→ **Available data**
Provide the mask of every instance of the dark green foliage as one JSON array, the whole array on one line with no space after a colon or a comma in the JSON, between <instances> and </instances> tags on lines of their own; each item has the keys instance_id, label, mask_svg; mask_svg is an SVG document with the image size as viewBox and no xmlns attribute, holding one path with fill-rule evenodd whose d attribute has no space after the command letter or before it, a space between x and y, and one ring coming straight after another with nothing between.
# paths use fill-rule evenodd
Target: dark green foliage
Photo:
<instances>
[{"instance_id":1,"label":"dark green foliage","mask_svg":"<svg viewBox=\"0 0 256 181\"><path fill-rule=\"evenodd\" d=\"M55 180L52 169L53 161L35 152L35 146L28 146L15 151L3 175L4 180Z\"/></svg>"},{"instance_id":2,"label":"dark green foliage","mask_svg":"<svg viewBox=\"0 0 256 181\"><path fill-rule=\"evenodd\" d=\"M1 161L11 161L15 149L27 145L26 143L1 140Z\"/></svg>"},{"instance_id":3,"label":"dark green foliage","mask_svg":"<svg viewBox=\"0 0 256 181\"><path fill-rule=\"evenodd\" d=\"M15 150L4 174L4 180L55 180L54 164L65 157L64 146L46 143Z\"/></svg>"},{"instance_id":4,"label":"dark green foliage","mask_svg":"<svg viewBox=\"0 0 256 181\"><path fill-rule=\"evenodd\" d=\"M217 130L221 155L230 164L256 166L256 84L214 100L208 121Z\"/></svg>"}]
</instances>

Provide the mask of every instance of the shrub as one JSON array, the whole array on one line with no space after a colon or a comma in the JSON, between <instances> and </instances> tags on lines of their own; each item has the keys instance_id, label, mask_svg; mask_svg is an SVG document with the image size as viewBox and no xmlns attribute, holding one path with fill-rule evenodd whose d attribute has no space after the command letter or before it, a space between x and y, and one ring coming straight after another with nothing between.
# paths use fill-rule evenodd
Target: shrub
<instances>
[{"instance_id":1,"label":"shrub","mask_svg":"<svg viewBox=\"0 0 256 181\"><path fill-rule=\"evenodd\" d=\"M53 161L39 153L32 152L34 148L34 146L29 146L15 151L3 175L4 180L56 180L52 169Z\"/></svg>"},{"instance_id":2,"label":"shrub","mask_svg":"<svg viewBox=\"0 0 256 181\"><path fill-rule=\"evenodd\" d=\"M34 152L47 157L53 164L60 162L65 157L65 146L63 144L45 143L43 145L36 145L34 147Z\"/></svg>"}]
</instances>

→ **Requirements**
Give every line of the records above as a JSON list of strings, one string per line, leaving out blank lines.

→ **Response to this exercise**
[
  "Provide the mask of every instance of the dark green foliage as one JSON array, the whole array on one line with no space after a colon or a comma in the JSON, between <instances> and </instances> tags on lines of their own; each item has the keys instance_id, label, mask_svg; mask_svg is an SVG document with the image size as viewBox and no xmlns attribute, holding one path with fill-rule evenodd whose d attribute has no space after the command letter or before it, a space between x and y, and one ring coming straight after another with nothing between.",
  "# paths use fill-rule evenodd",
  "Target: dark green foliage",
  "Photo:",
  "<instances>",
  "[{\"instance_id\":1,\"label\":\"dark green foliage\",\"mask_svg\":\"<svg viewBox=\\\"0 0 256 181\\\"><path fill-rule=\\\"evenodd\\\" d=\\\"M55 180L52 169L53 161L35 152L35 146L28 146L15 151L3 175L4 180Z\\\"/></svg>\"},{\"instance_id\":2,\"label\":\"dark green foliage\",\"mask_svg\":\"<svg viewBox=\\\"0 0 256 181\\\"><path fill-rule=\\\"evenodd\\\" d=\\\"M1 161L11 161L15 149L27 145L26 143L1 140Z\\\"/></svg>\"},{\"instance_id\":3,\"label\":\"dark green foliage\",\"mask_svg\":\"<svg viewBox=\\\"0 0 256 181\\\"><path fill-rule=\\\"evenodd\\\" d=\\\"M15 150L4 174L4 180L55 180L54 164L65 157L64 146L46 143Z\\\"/></svg>\"},{\"instance_id\":4,\"label\":\"dark green foliage\",\"mask_svg\":\"<svg viewBox=\\\"0 0 256 181\\\"><path fill-rule=\\\"evenodd\\\" d=\\\"M217 130L221 155L230 164L256 166L256 84L214 100L208 121Z\\\"/></svg>\"}]",
  "</instances>",
  "Provide the mask of every instance of the shrub as one JSON array, the whole array on one line with no space after a colon or a comma in the JSON, between <instances> and </instances> tags on lines of their own; each item has the keys instance_id, label, mask_svg; mask_svg is an SVG document with the image size as viewBox and no xmlns attribute, holding one path with fill-rule evenodd whose d attribute has no space after the command letter or before it, a space between x and y, and one ring coming straight after another with nothing between.",
  "# paths use fill-rule evenodd",
  "Target: shrub",
  "<instances>",
  "[{\"instance_id\":1,\"label\":\"shrub\",\"mask_svg\":\"<svg viewBox=\\\"0 0 256 181\\\"><path fill-rule=\\\"evenodd\\\" d=\\\"M53 161L39 153L32 152L34 148L34 146L29 146L15 151L3 175L4 180L56 180L52 169Z\\\"/></svg>\"},{\"instance_id\":2,\"label\":\"shrub\",\"mask_svg\":\"<svg viewBox=\\\"0 0 256 181\\\"><path fill-rule=\\\"evenodd\\\" d=\\\"M34 152L47 157L53 164L60 162L65 157L65 146L63 144L45 143L43 145L36 145L34 147Z\\\"/></svg>\"}]",
  "</instances>"
]